Set down every line of the data below, with no changes of any kind.

________

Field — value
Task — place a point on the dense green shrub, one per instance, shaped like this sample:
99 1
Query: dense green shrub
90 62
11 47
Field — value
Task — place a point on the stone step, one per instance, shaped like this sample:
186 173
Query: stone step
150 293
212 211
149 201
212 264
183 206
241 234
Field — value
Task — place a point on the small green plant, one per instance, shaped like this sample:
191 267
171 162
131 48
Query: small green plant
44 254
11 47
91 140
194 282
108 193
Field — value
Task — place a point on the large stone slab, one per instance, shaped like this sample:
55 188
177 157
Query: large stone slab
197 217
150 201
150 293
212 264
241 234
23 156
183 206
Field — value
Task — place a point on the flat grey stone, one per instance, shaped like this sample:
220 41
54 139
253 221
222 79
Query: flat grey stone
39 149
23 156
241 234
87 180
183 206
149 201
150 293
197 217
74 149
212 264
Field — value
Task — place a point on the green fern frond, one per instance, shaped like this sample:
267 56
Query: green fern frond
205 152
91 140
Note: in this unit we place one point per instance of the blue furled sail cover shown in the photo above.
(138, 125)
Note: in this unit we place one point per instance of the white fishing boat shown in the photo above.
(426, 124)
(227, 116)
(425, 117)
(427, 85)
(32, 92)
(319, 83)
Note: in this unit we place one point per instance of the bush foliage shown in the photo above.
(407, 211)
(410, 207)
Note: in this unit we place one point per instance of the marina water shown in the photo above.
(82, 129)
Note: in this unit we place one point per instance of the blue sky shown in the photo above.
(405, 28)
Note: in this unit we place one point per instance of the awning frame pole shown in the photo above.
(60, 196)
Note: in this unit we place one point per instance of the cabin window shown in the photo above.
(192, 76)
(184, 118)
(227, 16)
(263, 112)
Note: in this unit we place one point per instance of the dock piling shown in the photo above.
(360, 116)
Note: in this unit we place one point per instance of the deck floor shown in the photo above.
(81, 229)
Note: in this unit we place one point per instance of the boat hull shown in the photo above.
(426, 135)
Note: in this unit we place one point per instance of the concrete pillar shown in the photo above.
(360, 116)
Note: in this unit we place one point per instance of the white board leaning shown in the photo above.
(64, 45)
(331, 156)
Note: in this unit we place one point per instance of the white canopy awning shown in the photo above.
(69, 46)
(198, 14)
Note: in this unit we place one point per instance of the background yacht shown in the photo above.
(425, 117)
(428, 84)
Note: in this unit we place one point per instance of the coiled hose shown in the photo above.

________

EXERCISE RESPONSE ▸
Field — value
Task — place a point on the dense green shrub, one per instance, shaped like this sample:
99 1
Query: dense green shrub
90 62
11 47
Field — value
Task — place a point on the stone step, one per instance, shaped like this sample:
186 173
Query: stone step
150 293
212 211
149 201
212 264
183 206
241 234
Field — value
Task — place a point on the small green plant, one per instance, shaped like this sample:
191 267
171 162
131 48
Query: small green plant
44 254
11 47
91 140
194 282
108 193
Field — value
Task — place a point on the large stone slab, one per instance, shaped like this sample:
55 188
177 157
Query: large stone slab
197 217
150 201
150 293
212 264
241 234
23 156
183 206
Field — value
Task — place a point on the flat grey stone, one per instance, shaped like this sample:
220 41
54 139
253 221
222 79
Query: flat grey stone
39 149
23 156
241 234
87 180
183 206
149 201
150 293
197 217
74 149
212 264
Field — value
Task — place a point on the green fern frond, one per instance, shaped like this sample:
267 56
Query: green fern frond
205 152
91 140
Note: in this unit we place one point per instance of the blue furled sail cover shown in the photo above.
(138, 125)
Note: in this unit we place one point per instance of the white fishing boat shown in the photo above.
(426, 124)
(227, 116)
(425, 117)
(427, 85)
(32, 92)
(319, 83)
Note: in this unit we place one point per instance of the bush foliage shown in the photo above.
(407, 211)
(410, 207)
Note: in this unit we place one point per instance of the marina water shown in the photo above.
(82, 129)
Note: in this unit we place one point per instance of the blue sky shown in the photo above.
(405, 28)
Note: in this unit we place one point per instance of the awning frame pole shown in the photo above.
(60, 196)
Note: in this unit we place one point per instance of the cabin window shown in the photo above.
(192, 76)
(184, 118)
(227, 16)
(263, 112)
Note: in this unit we place one point per instance of the dock piling shown in the photo above.
(360, 116)
Note: in this unit we place one point per instance of the deck floor shown in the photo above.
(81, 229)
Note: in this unit we place one point per instance of the boat hull shown in the photo above.
(426, 135)
Note: in this unit we place one point per instance of the concrete pillar shown in the photo above.
(360, 116)
Note: in this unit we place one point per instance of the white board leaning shown in the photo above.
(64, 45)
(331, 156)
Note: in this unit we place one point per instance of the white canopy awning shown in the photo above.
(69, 46)
(198, 14)
Note: in this unit we place one point per instance of the background yacht shown in the photo above.
(425, 117)
(428, 84)
Note: in this unit we place one point per instance of the coiled hose shown in the photo above.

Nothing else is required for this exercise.